■ Task instructions:
**1.** Write out everything in the forum thread on EI fertilizers from "# EI Ferts - Where" down to "buy from where?".
**2.** Answer these questions from the forum thread on EI fertilizers:
(a) Where did JamesC buy fertilizers before AE started selling them?
(b) Where does GreenNeedle get trace fertilizers?
(c) How large does GreenNeedle say the nominal differences in levels are?
**3.** Carry on the forum thread on EI fertilizers from the point where it stops.

# EI Ferts - Where do you get yours?



## Aeropars (19 Jul 2007)

Where do you all get your chemicles for EI?

I know AE do them all but I've heard garden direct do them to for a fraction of the price.

Which ferts do you buy from where?


----------



## JamesC (19 Jul 2007)

Before AE started selling ferts I used to buy from Garden Direct, but now use AE as I tend to buy other things at the same time.

James


----------



## Aeropars (23 Jul 2007)

Are there different strength ferts? 

For example, should all potassium sulphate be of the same concentration?

I'm looking at buying from garden direct due to how much you get for your money but want to be sure its as good quality as QE


----------



## JamesC (23 Jul 2007)

All exactly the same. Levels of impurities may be different but have never seemed to cause any problems.

James


----------



## GreenNeedle (24 Jul 2007)

*Levels*

Yeah there are nominal differences but you're talking 1% either way

I get my macros from work and my traces from Tropica PN.

Andy


----------



## Ed Seeley (24 Jul 2007)

I'm sure I remember on APC someone talking about getting ferts with a percentage purity quoted on them as their ferts were agricutural in origin and not as pure.  If you have got that then all you have to do is work out the percentage and up the amount used appropriately.  E.g. if they were 80% pure you'd need to add an extra 20% to get the same level.

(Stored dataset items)
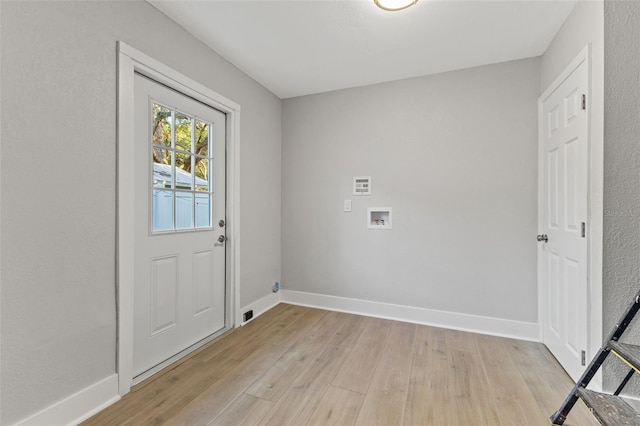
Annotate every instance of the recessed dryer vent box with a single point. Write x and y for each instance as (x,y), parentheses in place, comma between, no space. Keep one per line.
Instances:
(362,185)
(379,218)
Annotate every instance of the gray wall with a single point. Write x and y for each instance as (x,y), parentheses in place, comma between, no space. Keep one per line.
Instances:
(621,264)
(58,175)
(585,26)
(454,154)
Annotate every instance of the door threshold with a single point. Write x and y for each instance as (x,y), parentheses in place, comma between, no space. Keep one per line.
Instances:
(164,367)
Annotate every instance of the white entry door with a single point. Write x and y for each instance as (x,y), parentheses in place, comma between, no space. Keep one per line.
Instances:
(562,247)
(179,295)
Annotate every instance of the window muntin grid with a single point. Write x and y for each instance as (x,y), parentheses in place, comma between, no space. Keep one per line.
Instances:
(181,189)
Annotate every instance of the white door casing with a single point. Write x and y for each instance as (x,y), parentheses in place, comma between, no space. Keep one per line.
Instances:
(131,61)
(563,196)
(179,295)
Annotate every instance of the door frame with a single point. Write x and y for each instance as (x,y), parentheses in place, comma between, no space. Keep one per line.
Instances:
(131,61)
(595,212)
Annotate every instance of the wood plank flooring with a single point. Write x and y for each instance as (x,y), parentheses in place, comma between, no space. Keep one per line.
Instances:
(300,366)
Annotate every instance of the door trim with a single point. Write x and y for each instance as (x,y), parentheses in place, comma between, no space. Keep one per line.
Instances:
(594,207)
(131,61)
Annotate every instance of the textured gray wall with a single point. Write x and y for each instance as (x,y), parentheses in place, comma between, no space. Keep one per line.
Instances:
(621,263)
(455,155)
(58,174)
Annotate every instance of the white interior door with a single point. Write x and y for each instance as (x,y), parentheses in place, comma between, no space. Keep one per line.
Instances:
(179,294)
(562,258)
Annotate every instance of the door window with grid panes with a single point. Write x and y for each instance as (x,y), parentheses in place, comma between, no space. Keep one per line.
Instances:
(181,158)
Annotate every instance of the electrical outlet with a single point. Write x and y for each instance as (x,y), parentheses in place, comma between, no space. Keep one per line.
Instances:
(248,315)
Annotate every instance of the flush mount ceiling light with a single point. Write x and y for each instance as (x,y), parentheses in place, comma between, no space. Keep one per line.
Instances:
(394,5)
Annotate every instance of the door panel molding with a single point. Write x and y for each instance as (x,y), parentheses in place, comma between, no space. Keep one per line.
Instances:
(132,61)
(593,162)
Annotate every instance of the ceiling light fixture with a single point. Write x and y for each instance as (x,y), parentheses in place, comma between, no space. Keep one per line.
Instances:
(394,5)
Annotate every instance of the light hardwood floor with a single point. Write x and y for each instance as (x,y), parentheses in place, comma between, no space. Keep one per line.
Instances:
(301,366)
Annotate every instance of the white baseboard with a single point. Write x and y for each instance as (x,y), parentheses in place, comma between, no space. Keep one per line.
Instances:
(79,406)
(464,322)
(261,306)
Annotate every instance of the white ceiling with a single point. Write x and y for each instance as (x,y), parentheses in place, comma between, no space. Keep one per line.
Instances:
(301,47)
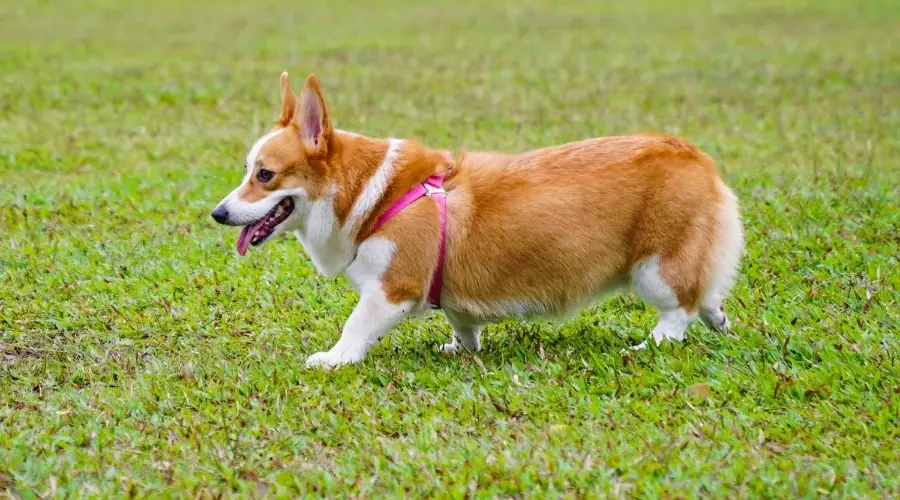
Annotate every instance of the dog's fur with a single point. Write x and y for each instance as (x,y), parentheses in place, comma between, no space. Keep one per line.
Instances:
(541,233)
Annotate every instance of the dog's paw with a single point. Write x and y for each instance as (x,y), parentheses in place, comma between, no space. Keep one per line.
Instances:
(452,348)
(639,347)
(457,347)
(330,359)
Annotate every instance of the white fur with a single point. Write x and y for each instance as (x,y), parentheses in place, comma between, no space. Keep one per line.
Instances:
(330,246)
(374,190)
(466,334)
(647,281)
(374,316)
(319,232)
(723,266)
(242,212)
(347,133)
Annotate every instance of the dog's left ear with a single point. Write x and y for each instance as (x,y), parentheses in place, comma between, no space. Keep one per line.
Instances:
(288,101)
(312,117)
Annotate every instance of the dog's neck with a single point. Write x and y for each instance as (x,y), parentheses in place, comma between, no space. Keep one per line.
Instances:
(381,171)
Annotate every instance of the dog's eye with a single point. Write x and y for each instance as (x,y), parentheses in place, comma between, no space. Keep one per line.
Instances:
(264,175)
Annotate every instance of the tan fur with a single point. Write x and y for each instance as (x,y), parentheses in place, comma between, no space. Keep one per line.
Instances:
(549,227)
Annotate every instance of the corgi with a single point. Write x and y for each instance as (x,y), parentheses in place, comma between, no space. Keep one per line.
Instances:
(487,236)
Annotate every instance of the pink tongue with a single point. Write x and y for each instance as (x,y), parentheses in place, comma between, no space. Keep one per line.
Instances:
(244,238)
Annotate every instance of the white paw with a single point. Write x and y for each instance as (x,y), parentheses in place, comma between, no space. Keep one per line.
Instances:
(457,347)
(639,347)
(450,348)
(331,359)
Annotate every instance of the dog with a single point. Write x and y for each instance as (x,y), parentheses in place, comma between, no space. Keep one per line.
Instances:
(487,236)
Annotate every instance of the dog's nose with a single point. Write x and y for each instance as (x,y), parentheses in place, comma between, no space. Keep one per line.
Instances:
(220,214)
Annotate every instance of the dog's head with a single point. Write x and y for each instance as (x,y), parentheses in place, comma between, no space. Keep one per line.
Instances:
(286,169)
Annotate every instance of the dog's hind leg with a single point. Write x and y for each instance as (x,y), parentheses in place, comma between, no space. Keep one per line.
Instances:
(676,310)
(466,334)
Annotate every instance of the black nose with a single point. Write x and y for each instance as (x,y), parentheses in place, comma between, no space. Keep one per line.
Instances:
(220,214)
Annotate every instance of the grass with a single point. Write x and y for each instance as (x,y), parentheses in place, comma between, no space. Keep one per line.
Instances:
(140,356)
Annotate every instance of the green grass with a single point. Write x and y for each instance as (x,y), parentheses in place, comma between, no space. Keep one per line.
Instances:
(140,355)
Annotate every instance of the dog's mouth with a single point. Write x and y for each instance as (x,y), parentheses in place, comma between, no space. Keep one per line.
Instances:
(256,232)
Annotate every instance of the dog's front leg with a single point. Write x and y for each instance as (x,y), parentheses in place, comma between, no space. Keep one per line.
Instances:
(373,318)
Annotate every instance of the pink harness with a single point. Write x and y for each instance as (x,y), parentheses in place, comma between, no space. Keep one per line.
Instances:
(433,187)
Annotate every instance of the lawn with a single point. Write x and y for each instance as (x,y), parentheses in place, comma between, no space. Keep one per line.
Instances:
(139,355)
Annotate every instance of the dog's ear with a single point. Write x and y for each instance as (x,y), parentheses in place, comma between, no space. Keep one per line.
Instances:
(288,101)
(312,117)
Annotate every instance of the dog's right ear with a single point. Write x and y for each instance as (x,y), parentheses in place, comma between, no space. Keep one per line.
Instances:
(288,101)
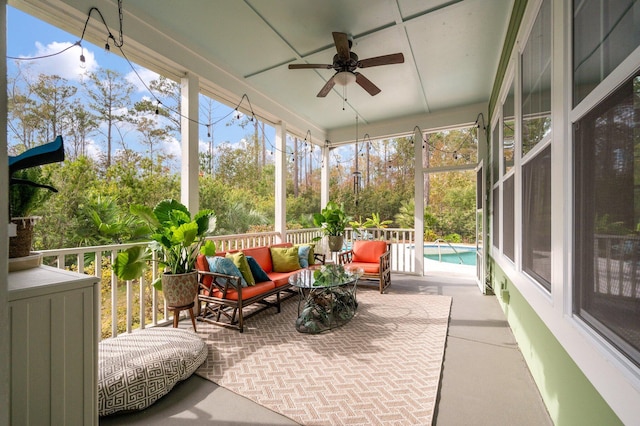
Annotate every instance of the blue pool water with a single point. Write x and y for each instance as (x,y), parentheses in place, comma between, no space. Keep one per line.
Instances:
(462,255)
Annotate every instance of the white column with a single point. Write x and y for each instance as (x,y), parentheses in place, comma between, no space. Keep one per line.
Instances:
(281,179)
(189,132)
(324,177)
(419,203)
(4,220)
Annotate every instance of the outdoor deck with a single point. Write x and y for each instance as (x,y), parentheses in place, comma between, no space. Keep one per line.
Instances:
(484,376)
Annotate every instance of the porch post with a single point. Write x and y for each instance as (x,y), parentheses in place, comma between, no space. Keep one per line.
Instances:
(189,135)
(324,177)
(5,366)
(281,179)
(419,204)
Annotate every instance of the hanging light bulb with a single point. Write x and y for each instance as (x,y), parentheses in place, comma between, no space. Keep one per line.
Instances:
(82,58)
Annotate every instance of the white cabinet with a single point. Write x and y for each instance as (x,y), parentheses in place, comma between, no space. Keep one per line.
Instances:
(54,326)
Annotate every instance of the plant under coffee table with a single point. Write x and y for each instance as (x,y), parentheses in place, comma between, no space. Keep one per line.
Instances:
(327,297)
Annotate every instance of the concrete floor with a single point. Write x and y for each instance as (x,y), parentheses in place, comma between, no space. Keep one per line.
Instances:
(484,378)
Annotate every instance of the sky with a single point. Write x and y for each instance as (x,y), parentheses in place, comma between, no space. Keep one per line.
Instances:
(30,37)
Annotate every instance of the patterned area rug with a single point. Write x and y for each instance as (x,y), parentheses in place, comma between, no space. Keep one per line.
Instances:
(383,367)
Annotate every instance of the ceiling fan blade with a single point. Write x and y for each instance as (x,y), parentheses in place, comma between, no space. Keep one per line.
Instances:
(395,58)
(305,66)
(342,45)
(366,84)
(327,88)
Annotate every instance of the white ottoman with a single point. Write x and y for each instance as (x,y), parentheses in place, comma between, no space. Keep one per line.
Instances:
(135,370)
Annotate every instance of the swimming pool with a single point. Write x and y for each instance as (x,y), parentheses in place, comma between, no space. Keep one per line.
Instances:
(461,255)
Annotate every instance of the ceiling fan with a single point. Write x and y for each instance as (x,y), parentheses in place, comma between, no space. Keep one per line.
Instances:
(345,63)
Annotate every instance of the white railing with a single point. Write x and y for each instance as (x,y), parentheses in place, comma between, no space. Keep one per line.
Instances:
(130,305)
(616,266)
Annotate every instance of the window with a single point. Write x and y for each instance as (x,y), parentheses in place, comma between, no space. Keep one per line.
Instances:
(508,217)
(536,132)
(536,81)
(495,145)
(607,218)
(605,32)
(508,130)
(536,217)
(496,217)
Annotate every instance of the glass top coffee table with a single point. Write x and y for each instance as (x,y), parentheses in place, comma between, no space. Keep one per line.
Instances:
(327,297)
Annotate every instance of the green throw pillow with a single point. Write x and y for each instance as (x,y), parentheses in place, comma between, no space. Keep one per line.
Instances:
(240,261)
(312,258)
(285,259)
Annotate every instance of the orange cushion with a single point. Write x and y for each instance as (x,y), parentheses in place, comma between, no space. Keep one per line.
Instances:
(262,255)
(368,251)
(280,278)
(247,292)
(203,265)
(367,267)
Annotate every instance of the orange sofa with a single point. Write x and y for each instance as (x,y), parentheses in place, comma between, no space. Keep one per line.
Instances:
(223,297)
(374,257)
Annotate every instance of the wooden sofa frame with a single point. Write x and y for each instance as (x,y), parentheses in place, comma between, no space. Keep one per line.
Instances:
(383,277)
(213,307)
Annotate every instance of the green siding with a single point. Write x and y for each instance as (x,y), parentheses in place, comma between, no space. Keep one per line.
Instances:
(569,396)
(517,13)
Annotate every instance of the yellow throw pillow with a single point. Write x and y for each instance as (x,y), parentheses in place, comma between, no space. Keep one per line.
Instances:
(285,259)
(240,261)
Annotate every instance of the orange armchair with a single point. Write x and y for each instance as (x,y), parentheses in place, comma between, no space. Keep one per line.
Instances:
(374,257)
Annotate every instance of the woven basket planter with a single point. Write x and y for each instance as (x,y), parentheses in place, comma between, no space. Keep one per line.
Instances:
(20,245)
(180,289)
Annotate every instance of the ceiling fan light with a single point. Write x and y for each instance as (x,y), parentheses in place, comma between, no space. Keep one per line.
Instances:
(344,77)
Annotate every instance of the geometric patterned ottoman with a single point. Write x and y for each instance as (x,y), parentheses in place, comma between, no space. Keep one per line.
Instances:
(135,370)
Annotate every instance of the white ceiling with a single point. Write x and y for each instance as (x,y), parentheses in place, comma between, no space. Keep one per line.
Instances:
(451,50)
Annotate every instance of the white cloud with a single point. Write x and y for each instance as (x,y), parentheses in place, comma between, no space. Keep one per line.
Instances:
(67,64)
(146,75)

■ Results of the exercise:
**1.**
# EI Ferts - Where do you get yours?



## Aeropars (19 Jul 2007)

Where do you all get your chemicles for EI?

I know AE do them all but I've heard garden direct do them to for a fraction of the price.

Which ferts do you buy from where?

**2.**
(a) Garden Direct
(b) Tropica PN
(c) 1% either way

**3.**
Most ferts are way more pure than this and to be honest, like Andy said, they are usually just one or two percent and this doesn't really matter for our purposes.


----------



## GreenNeedle (24 Jul 2007)

I work for William Sinclair (J Arthur Bowers) and I am the man who buys the ferts.

With something like Potassium Sulphate it is around 41% potassium or something like that.  I'd need to check.

All the ferts we sell are mixes of pure ferts but agricultural and consumer fertilisers for the garden should never be used in an aquarium due to the amount of ammonium, lime etc that are put into them.

The only one I could find that was OK was the pot sulphate, but the KN03 I buy is pure KNO3 and the KH2PO4 is pure KH2PO4.  Its just that we don't sell it as an individual chemical.  They are used as part of a cocktail for garden ferts.

Andy


----------



## Aeropars (25 Jul 2007)

See.. you could supply ferts to all those on UKAPS


----------



## GreenNeedle (25 Jul 2007)

I will ask but you'll be putting Richard out of business. lol

If they let me and sell me at the prices I buy at it would be (per kilogram)

Potassium Nitrate - 28p / kg
Potassium Phosphate - 48p / kg
Potassium sulphate - 18p / kg

All plus VAT of course

I also buy chelated iron, copper, magnesium, zinc, 
Epsom Salts, Sodium Molybdate (Â£20k / ton....phew)

Loads more but can't think. lol

andy


----------



## plantbrain (2 Aug 2007)

eds said:
			
		

> I'm sure I remember on APC someone talking about getting ferts with a percentage purity quoted on them as their ferts were agricutural in origin and not as pure.  If you have got that then all you have to do is work out the percentage and up the amount used appropriately.  E.g. if they were 80% pure you'd need to add an extra 20% to get the same level.
> Most ferts are way more pure than this and to be honest, like Andy said, they are usually just one or two percent and this doesn't really matter for our purposes.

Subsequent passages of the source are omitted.